> _What to do_
Output all of the lines below exactly, and leave out each image.
↓↓↓
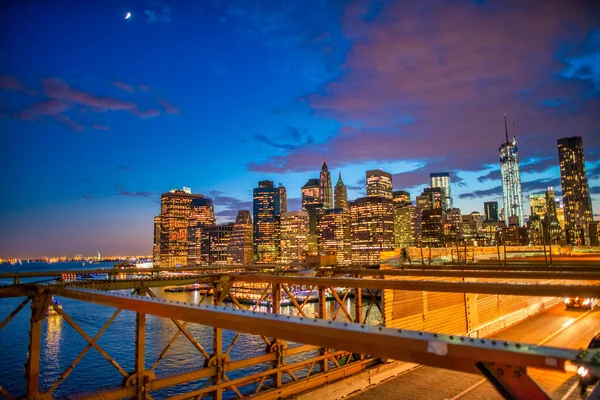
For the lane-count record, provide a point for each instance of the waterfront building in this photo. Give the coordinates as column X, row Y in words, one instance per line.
column 512, row 196
column 294, row 237
column 175, row 210
column 442, row 180
column 215, row 243
column 333, row 232
column 311, row 193
column 202, row 215
column 283, row 198
column 341, row 194
column 407, row 226
column 239, row 250
column 266, row 222
column 379, row 183
column 401, row 198
column 432, row 227
column 326, row 193
column 371, row 228
column 491, row 210
column 575, row 190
↑↑↑
> _Written reply_
For the lane-count record, provide a point for each instance of the waterfront building in this photo. Give the coordinates as column X, row Y in words, one instance per line.
column 512, row 196
column 294, row 237
column 175, row 210
column 442, row 180
column 215, row 243
column 333, row 232
column 311, row 193
column 202, row 215
column 283, row 198
column 341, row 194
column 407, row 226
column 239, row 250
column 266, row 222
column 379, row 183
column 401, row 198
column 432, row 227
column 326, row 193
column 371, row 228
column 491, row 210
column 575, row 190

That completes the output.